** BEGIN DATA EXTRACT **

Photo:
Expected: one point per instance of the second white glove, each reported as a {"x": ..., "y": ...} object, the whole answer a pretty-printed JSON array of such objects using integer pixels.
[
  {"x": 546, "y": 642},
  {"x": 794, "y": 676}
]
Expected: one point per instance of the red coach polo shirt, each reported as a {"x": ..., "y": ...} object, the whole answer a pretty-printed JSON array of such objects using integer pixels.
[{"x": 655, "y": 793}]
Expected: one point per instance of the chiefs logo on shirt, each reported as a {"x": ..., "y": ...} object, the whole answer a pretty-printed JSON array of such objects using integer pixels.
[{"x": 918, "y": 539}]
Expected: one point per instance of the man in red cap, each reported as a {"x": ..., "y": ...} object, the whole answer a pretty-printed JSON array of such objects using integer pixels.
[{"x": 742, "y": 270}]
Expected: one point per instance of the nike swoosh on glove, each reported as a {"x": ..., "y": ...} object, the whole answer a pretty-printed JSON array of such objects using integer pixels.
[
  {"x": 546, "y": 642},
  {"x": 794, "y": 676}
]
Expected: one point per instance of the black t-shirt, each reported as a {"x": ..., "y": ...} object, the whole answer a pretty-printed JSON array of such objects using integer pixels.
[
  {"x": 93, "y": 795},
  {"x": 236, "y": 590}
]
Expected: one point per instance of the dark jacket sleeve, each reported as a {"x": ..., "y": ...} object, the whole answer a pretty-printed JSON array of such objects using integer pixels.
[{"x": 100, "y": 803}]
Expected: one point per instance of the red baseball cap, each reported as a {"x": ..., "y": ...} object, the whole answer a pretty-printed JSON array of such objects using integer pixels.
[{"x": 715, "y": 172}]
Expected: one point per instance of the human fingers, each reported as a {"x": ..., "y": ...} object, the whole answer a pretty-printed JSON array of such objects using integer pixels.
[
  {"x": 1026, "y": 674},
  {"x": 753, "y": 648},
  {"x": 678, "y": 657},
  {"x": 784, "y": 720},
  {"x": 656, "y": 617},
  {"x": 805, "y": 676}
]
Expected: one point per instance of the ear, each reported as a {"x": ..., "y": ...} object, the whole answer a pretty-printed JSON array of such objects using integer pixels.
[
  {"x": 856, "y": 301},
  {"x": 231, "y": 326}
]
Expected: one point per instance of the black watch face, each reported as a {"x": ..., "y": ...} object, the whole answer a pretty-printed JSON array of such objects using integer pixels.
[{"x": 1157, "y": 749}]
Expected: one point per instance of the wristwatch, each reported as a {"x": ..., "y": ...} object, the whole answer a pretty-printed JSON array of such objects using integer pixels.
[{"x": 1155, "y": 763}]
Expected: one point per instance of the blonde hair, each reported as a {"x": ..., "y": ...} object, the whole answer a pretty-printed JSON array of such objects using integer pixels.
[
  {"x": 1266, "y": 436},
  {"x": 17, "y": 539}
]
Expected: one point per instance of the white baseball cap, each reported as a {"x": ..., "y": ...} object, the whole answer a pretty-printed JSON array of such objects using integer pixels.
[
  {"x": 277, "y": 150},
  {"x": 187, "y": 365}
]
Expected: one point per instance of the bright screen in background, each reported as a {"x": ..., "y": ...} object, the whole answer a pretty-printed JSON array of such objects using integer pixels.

** END DATA EXTRACT **

REQUIRED TASK -
Reproduce the material from the line containing "Expected: one point per instance of the blonde" through the end of the material, switching "bright screen" to "lit screen" and leaving everything else unchanged.

FULL RESPONSE -
Expected: one point per instance of the blonde hair, each reported as a {"x": ..., "y": ...} object, the whole answer a pretty-printed JSON array of such objects using integer pixels.
[
  {"x": 1266, "y": 436},
  {"x": 17, "y": 539}
]
Expected: one point per instance of the white baseball cap, each reported as a {"x": ..., "y": ...} object, the whole answer a pretty-printed JSON array of such objects using integer pixels.
[
  {"x": 277, "y": 150},
  {"x": 187, "y": 365}
]
Expected: one point per instance of the lit screen in background, each reported as a {"x": ..., "y": ...} object, the whole answer a pretty-printed JSON array of such objects using integer pixels.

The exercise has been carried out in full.